▸ Task item
The word to find is "sign". Copy each line of the material that contains it.

▸ Data for processing
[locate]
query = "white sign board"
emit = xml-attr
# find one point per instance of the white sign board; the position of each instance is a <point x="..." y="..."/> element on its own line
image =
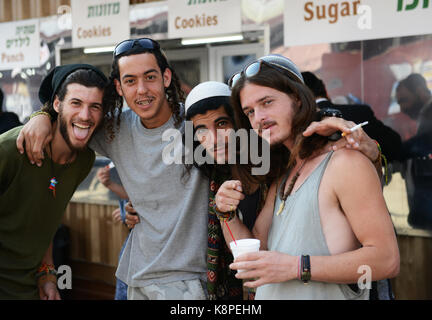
<point x="99" y="22"/>
<point x="200" y="18"/>
<point x="327" y="21"/>
<point x="19" y="44"/>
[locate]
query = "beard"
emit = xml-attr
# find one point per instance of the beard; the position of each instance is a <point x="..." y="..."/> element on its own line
<point x="65" y="134"/>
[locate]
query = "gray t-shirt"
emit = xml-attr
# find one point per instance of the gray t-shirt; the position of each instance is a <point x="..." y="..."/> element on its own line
<point x="170" y="242"/>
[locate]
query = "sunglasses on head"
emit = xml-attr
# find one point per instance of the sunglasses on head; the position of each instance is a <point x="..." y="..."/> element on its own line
<point x="254" y="68"/>
<point x="126" y="45"/>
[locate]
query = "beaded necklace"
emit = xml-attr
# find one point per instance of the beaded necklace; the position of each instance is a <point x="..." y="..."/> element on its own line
<point x="284" y="195"/>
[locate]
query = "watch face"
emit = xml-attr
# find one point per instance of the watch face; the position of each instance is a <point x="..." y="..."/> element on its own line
<point x="329" y="112"/>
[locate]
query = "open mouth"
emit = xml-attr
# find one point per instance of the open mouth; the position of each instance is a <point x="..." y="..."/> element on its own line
<point x="144" y="102"/>
<point x="81" y="131"/>
<point x="268" y="125"/>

▸ Exercise solution
query = "white sign board"
# find one point per instance of the white sign board; the position of each instance is a <point x="..." y="..."/> element on its own line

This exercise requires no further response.